* **Data shown**:
═══

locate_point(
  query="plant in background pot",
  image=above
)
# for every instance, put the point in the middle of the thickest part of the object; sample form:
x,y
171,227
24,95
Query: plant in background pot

═══

* **Exercise**:
Check each line above for the word "plant". Then state how many lines contain it, and nothing more.

* **Output for this task**:
2